* Verilen metin
============

“Grev mi dediniz? Dehşet!”

El Yazmaları’nın Notu: Bu yazı, Gazeteci-yazar Mazlum Vesek’in, Toplumsal Özgürlük Partisi İzmir İl Örgütü’nün düzenlediği ‘Zamanımız ve Biz’ söyleşisi kapsamında yaptığı ‘Edebiyatımızda İşçi Sınıfı’ başlıklı konuşmasının bir bölümünün, Mazlum Vesek tarafından, tartışmaları yaygınlaştırmak için kaleme alınmış halidir.

Orhan Kemal, Türkiye’nin toplumsal sorunları konusunda öncü bir yazar olarak dikkat çeken bir isimdir. Onun, işçi ve emekçilerin yaşantısını ilk eserinden son eserine kadar ısrarla anlatma çabası altı çizilmesi gereken önemli bir özelliğidir. Bu konuda Türkiye’nin koşullarına rağmen cesaretle işçi sınıfını yazmış olması ayrı bir değer taşımaktadır.

============

* Veriler
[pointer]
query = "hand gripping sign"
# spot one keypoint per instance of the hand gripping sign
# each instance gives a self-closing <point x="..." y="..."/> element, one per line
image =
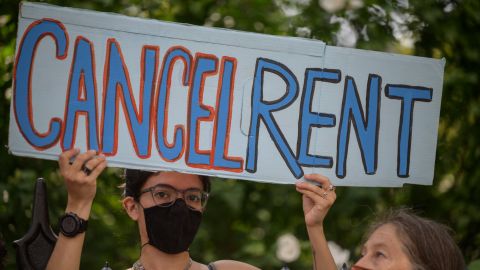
<point x="154" y="95"/>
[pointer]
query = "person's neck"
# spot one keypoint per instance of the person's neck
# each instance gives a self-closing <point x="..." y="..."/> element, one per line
<point x="154" y="259"/>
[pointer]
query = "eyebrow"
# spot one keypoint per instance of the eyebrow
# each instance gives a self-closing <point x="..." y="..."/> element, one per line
<point x="374" y="246"/>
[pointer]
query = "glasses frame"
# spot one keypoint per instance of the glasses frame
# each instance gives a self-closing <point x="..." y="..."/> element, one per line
<point x="204" y="195"/>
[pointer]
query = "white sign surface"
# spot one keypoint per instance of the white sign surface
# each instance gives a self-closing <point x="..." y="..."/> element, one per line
<point x="154" y="95"/>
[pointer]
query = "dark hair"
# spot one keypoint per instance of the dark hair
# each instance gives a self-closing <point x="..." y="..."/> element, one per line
<point x="429" y="244"/>
<point x="134" y="180"/>
<point x="3" y="252"/>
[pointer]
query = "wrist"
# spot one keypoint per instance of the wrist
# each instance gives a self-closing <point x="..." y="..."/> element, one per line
<point x="81" y="209"/>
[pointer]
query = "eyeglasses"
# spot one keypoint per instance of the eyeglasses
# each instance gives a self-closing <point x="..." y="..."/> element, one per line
<point x="166" y="195"/>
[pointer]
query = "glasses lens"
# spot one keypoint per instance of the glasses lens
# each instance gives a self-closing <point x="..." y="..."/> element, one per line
<point x="196" y="199"/>
<point x="163" y="195"/>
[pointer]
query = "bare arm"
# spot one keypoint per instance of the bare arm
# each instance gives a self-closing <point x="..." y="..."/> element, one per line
<point x="81" y="188"/>
<point x="316" y="203"/>
<point x="233" y="265"/>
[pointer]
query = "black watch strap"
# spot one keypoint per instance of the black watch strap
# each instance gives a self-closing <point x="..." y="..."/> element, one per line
<point x="71" y="224"/>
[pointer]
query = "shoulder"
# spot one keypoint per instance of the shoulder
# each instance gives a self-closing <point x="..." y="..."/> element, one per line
<point x="233" y="265"/>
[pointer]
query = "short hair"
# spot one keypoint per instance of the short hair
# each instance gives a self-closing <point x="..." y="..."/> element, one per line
<point x="135" y="179"/>
<point x="429" y="244"/>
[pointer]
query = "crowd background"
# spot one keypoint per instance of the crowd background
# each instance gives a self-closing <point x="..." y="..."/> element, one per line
<point x="248" y="218"/>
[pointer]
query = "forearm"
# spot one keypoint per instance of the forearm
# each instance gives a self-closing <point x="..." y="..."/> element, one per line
<point x="68" y="250"/>
<point x="322" y="257"/>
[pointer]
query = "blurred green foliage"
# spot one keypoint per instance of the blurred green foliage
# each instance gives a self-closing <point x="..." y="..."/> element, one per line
<point x="245" y="219"/>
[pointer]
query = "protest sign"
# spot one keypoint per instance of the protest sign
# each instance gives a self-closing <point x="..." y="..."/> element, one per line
<point x="155" y="95"/>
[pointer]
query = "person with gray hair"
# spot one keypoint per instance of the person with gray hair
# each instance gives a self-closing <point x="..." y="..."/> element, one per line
<point x="399" y="239"/>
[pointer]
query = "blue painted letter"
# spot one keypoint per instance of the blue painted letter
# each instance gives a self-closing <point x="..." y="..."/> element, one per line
<point x="22" y="96"/>
<point x="366" y="127"/>
<point x="408" y="95"/>
<point x="262" y="110"/>
<point x="82" y="78"/>
<point x="308" y="119"/>
<point x="118" y="89"/>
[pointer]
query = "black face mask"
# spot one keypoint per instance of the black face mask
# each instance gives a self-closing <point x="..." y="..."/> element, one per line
<point x="171" y="229"/>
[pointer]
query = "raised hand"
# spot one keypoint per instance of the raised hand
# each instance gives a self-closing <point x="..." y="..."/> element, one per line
<point x="80" y="178"/>
<point x="317" y="200"/>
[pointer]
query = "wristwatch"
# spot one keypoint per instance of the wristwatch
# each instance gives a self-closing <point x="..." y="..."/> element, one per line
<point x="70" y="224"/>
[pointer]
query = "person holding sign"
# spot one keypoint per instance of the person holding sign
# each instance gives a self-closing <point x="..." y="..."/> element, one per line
<point x="167" y="206"/>
<point x="400" y="240"/>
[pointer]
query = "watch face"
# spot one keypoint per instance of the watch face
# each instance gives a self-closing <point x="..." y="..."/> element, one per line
<point x="69" y="224"/>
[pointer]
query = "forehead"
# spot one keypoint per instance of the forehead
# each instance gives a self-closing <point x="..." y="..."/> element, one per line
<point x="175" y="179"/>
<point x="386" y="236"/>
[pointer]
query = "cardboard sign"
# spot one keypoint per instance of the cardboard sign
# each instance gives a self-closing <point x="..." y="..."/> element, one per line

============

* Görev ayrıntıları
Verilen metne dayanarak şu soruları yanıtlayın.
(a) Mazlum Vesek'in konuşmasının başlığı nedir?
(b) 'Zamanımız ve Biz' söyleşisini hangi örgüt düzenlemiştir?
(c) Orhan Kemal ilk eserinden son eserine kadar kimlerin yaşantısını anlatmıştır?
Satırların verilen metinle hiçbir ilgisi yoktur.

* Yazılı cevap
(a) 'Edebiyatımızda İşçi Sınıfı'
(b) Toplumsal Özgürlük Partisi İzmir İl Örgütü
(c) İşçi ve emekçilerin yaşantısını